(Excerpts from a point labeling dataset)
** start **

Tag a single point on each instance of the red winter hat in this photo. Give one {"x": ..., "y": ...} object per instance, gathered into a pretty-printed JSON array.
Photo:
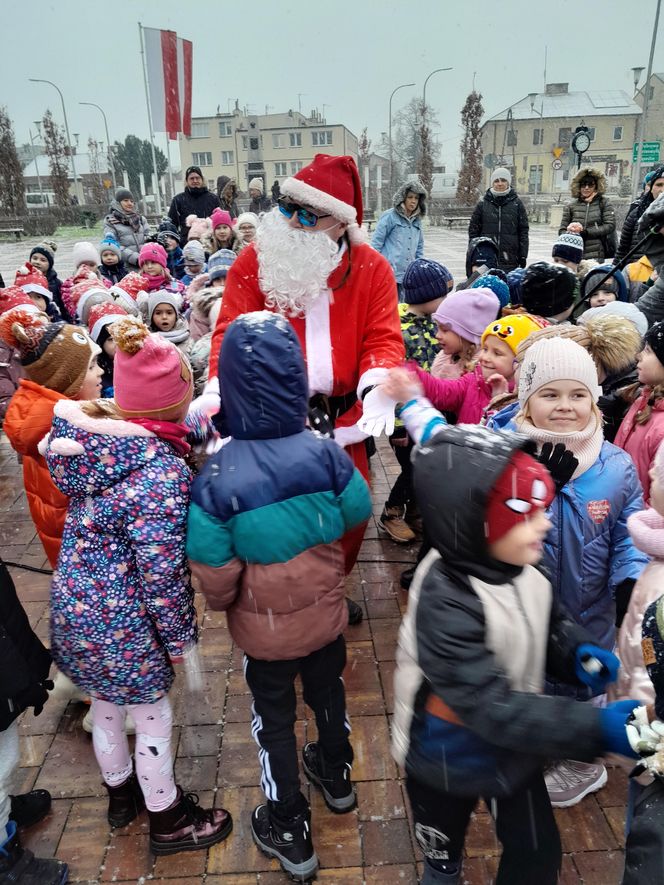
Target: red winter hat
[
  {"x": 13, "y": 296},
  {"x": 32, "y": 280},
  {"x": 522, "y": 487},
  {"x": 153, "y": 252},
  {"x": 102, "y": 315},
  {"x": 330, "y": 185}
]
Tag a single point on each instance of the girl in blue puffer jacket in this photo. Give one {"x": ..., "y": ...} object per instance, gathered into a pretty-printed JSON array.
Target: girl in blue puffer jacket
[{"x": 589, "y": 556}]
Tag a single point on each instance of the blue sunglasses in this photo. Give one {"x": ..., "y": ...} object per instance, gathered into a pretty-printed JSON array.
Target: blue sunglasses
[{"x": 306, "y": 217}]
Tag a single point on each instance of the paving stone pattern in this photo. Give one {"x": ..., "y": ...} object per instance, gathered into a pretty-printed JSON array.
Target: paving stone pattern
[{"x": 216, "y": 755}]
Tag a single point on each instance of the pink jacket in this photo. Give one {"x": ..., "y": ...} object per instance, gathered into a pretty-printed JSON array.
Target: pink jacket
[
  {"x": 641, "y": 441},
  {"x": 647, "y": 531},
  {"x": 467, "y": 396}
]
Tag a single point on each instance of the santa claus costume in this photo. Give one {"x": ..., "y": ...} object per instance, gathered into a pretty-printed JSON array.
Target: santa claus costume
[{"x": 348, "y": 325}]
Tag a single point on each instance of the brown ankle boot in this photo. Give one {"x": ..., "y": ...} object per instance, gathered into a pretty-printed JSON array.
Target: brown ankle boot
[
  {"x": 125, "y": 802},
  {"x": 185, "y": 826}
]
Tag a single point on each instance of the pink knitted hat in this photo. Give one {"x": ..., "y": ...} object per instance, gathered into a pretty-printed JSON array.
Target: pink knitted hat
[
  {"x": 220, "y": 216},
  {"x": 468, "y": 312},
  {"x": 151, "y": 376},
  {"x": 153, "y": 252}
]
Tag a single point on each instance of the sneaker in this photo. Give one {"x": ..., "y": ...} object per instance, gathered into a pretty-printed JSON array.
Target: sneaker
[
  {"x": 568, "y": 781},
  {"x": 290, "y": 842},
  {"x": 355, "y": 613},
  {"x": 29, "y": 808},
  {"x": 392, "y": 522},
  {"x": 336, "y": 786}
]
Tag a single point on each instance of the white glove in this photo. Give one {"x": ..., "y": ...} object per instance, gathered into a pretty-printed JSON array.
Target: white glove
[
  {"x": 377, "y": 413},
  {"x": 208, "y": 403}
]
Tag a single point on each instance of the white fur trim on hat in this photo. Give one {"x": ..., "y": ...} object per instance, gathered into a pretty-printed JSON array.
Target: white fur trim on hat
[
  {"x": 556, "y": 359},
  {"x": 304, "y": 193},
  {"x": 106, "y": 320}
]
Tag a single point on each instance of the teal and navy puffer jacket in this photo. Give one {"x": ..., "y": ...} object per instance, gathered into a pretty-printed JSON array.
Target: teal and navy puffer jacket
[{"x": 270, "y": 508}]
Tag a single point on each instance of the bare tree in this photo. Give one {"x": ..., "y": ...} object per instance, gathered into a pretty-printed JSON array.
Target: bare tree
[
  {"x": 12, "y": 186},
  {"x": 97, "y": 168},
  {"x": 470, "y": 175},
  {"x": 58, "y": 159}
]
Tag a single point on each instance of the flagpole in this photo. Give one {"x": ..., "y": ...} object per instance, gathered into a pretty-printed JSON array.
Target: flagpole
[{"x": 147, "y": 103}]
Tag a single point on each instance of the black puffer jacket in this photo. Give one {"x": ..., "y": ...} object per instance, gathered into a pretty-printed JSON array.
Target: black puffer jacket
[
  {"x": 24, "y": 662},
  {"x": 501, "y": 727},
  {"x": 192, "y": 201},
  {"x": 505, "y": 220}
]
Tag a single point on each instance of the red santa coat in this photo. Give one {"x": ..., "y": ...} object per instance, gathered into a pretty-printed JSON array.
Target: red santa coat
[{"x": 349, "y": 340}]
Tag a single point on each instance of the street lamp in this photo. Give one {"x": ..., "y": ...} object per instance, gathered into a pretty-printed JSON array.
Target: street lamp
[
  {"x": 403, "y": 86},
  {"x": 424, "y": 91},
  {"x": 646, "y": 102},
  {"x": 64, "y": 114},
  {"x": 91, "y": 104}
]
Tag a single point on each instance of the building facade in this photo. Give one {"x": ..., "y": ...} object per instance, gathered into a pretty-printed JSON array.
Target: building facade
[
  {"x": 269, "y": 146},
  {"x": 533, "y": 138}
]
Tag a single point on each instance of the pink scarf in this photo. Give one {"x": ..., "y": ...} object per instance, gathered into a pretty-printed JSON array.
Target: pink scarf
[{"x": 172, "y": 433}]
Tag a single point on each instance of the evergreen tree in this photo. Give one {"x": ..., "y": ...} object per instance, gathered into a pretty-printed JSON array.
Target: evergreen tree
[
  {"x": 12, "y": 186},
  {"x": 58, "y": 159},
  {"x": 470, "y": 175}
]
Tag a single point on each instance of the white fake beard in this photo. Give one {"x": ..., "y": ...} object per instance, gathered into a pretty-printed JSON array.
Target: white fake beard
[{"x": 293, "y": 265}]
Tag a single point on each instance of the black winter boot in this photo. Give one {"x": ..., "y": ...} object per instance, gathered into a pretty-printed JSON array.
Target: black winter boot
[
  {"x": 287, "y": 840},
  {"x": 20, "y": 866},
  {"x": 335, "y": 784},
  {"x": 30, "y": 808},
  {"x": 125, "y": 802},
  {"x": 185, "y": 826}
]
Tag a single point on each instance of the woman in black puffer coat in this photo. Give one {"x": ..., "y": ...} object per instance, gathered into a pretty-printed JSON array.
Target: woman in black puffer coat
[
  {"x": 629, "y": 235},
  {"x": 502, "y": 216}
]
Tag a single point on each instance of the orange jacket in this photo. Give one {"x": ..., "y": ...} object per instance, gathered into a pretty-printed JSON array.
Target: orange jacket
[{"x": 28, "y": 420}]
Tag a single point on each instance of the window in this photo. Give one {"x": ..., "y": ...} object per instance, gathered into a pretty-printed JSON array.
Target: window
[
  {"x": 320, "y": 139},
  {"x": 535, "y": 179},
  {"x": 564, "y": 136}
]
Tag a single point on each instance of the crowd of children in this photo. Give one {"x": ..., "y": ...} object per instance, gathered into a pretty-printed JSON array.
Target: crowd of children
[{"x": 541, "y": 519}]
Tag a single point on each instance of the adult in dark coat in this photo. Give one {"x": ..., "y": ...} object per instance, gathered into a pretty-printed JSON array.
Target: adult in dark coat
[
  {"x": 502, "y": 216},
  {"x": 195, "y": 199},
  {"x": 227, "y": 193},
  {"x": 628, "y": 235}
]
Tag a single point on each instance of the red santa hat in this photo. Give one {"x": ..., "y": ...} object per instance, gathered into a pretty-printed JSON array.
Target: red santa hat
[
  {"x": 32, "y": 280},
  {"x": 330, "y": 185}
]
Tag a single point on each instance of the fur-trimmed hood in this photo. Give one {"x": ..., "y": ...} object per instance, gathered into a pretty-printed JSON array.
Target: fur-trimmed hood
[
  {"x": 412, "y": 185},
  {"x": 597, "y": 174}
]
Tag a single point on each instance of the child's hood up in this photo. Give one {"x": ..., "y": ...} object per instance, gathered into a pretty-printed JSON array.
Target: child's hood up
[
  {"x": 453, "y": 476},
  {"x": 86, "y": 456},
  {"x": 262, "y": 379}
]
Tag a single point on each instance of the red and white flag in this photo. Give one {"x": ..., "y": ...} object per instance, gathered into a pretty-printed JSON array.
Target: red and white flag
[{"x": 168, "y": 60}]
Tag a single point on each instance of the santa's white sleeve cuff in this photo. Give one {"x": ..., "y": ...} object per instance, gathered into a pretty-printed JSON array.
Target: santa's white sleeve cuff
[
  {"x": 347, "y": 436},
  {"x": 371, "y": 378}
]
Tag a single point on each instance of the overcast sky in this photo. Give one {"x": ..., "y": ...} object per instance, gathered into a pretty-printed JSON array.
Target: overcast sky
[{"x": 347, "y": 54}]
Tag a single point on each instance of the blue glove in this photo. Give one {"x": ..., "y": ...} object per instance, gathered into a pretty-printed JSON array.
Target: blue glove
[
  {"x": 595, "y": 667},
  {"x": 613, "y": 722}
]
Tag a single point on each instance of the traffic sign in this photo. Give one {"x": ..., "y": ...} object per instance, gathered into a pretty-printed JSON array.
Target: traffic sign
[{"x": 649, "y": 152}]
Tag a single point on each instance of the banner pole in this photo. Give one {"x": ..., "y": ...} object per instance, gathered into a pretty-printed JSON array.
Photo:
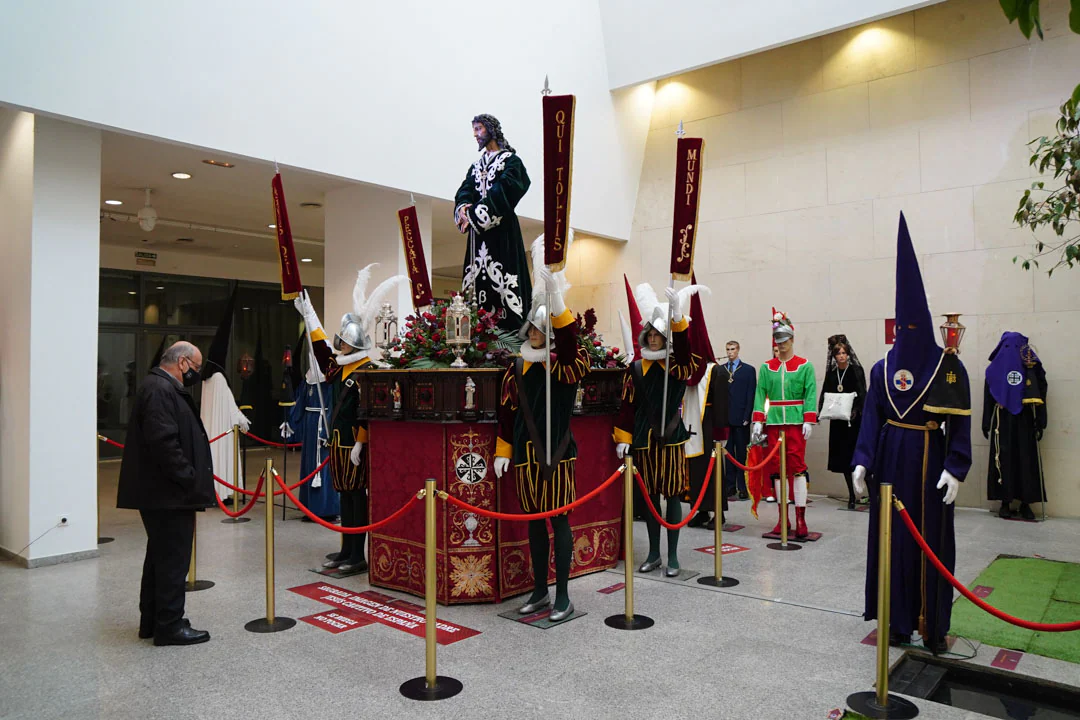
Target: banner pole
[
  {"x": 272, "y": 622},
  {"x": 878, "y": 703},
  {"x": 431, "y": 685},
  {"x": 628, "y": 620},
  {"x": 718, "y": 580}
]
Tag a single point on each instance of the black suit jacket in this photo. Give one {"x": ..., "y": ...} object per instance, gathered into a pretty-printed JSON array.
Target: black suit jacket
[{"x": 166, "y": 462}]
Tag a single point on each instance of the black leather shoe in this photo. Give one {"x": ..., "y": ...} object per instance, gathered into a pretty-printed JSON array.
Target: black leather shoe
[{"x": 185, "y": 636}]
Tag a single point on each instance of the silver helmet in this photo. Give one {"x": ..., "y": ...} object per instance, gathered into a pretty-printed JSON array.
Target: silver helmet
[{"x": 352, "y": 334}]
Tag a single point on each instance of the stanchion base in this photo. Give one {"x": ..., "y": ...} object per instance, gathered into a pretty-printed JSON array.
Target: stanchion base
[
  {"x": 620, "y": 622},
  {"x": 899, "y": 708},
  {"x": 417, "y": 688},
  {"x": 781, "y": 546},
  {"x": 278, "y": 625}
]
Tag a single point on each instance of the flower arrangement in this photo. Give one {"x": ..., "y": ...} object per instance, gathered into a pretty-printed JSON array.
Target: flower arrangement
[
  {"x": 422, "y": 344},
  {"x": 599, "y": 356}
]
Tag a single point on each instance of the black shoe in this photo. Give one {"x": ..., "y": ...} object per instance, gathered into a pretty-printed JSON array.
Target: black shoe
[
  {"x": 185, "y": 636},
  {"x": 146, "y": 632},
  {"x": 698, "y": 520}
]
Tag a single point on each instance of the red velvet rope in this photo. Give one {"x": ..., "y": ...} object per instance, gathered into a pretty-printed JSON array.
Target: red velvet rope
[
  {"x": 273, "y": 445},
  {"x": 693, "y": 511},
  {"x": 751, "y": 469},
  {"x": 251, "y": 503},
  {"x": 1042, "y": 627},
  {"x": 532, "y": 516},
  {"x": 352, "y": 531}
]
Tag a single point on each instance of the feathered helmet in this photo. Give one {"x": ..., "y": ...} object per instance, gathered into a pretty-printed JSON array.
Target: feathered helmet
[
  {"x": 539, "y": 316},
  {"x": 353, "y": 330},
  {"x": 782, "y": 327},
  {"x": 655, "y": 313}
]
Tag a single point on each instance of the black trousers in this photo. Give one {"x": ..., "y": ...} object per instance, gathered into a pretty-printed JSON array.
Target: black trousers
[
  {"x": 169, "y": 535},
  {"x": 734, "y": 478}
]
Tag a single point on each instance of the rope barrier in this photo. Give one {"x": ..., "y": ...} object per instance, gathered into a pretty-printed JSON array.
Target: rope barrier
[
  {"x": 1042, "y": 627},
  {"x": 273, "y": 445},
  {"x": 352, "y": 531},
  {"x": 752, "y": 469},
  {"x": 531, "y": 516},
  {"x": 251, "y": 503},
  {"x": 693, "y": 511}
]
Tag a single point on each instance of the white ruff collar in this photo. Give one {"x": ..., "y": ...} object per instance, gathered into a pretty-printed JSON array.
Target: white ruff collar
[
  {"x": 348, "y": 360},
  {"x": 532, "y": 354}
]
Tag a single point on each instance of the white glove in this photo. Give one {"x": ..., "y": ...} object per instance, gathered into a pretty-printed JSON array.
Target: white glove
[
  {"x": 859, "y": 479},
  {"x": 674, "y": 303},
  {"x": 952, "y": 489}
]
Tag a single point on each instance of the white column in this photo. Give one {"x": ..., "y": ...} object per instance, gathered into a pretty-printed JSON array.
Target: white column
[
  {"x": 361, "y": 228},
  {"x": 50, "y": 195}
]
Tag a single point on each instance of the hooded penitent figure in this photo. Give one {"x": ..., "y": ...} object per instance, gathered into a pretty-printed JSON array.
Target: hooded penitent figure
[
  {"x": 218, "y": 409},
  {"x": 339, "y": 363},
  {"x": 1014, "y": 416},
  {"x": 522, "y": 436},
  {"x": 923, "y": 450},
  {"x": 658, "y": 444}
]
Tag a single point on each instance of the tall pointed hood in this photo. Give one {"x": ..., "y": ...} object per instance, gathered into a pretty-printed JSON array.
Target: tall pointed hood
[
  {"x": 916, "y": 350},
  {"x": 219, "y": 347}
]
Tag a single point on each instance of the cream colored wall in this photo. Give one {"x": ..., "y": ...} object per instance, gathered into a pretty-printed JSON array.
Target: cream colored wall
[{"x": 811, "y": 150}]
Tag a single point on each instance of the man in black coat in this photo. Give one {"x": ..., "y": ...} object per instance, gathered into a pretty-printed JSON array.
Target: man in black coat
[
  {"x": 167, "y": 474},
  {"x": 742, "y": 385}
]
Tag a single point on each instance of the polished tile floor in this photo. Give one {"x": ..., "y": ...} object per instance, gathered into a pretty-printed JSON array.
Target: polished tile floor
[{"x": 784, "y": 643}]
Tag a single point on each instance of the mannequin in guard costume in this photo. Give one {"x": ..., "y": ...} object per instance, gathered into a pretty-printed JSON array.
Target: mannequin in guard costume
[
  {"x": 523, "y": 425},
  {"x": 659, "y": 452},
  {"x": 787, "y": 383},
  {"x": 1014, "y": 416},
  {"x": 912, "y": 393},
  {"x": 495, "y": 267},
  {"x": 307, "y": 418},
  {"x": 348, "y": 435},
  {"x": 218, "y": 409}
]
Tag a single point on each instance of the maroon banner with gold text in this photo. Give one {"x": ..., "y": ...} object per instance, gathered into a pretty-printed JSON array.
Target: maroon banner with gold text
[
  {"x": 557, "y": 171},
  {"x": 291, "y": 284},
  {"x": 409, "y": 227},
  {"x": 687, "y": 193}
]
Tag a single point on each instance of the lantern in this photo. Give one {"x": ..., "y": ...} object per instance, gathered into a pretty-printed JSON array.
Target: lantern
[
  {"x": 386, "y": 326},
  {"x": 458, "y": 330},
  {"x": 953, "y": 333}
]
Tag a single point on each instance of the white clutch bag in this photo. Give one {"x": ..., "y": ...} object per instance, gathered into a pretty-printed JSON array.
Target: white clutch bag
[{"x": 837, "y": 406}]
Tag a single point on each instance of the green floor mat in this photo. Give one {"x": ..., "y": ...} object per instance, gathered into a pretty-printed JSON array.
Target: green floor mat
[{"x": 1024, "y": 587}]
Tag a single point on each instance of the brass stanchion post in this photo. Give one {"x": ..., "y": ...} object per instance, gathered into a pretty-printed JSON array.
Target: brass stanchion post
[
  {"x": 193, "y": 585},
  {"x": 629, "y": 621},
  {"x": 238, "y": 469},
  {"x": 272, "y": 622},
  {"x": 718, "y": 580},
  {"x": 431, "y": 685},
  {"x": 879, "y": 703},
  {"x": 783, "y": 544}
]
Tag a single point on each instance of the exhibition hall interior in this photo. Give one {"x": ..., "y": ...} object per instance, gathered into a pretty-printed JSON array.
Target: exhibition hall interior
[{"x": 589, "y": 358}]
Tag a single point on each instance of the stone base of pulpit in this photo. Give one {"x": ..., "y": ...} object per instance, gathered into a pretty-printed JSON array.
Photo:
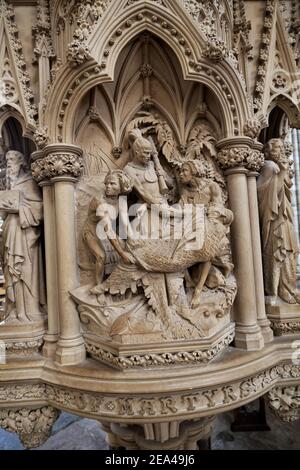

** end **

- DIRECTION -
Extract every line of the material that contains the word "wall", copying each such line in full.

- RESULT -
Tag a single point on each instance of the cream colored wall in this photo. Give one {"x": ..., "y": ...} object per instance, gathered into a pretty-printed JSON array.
Target: cream colored wall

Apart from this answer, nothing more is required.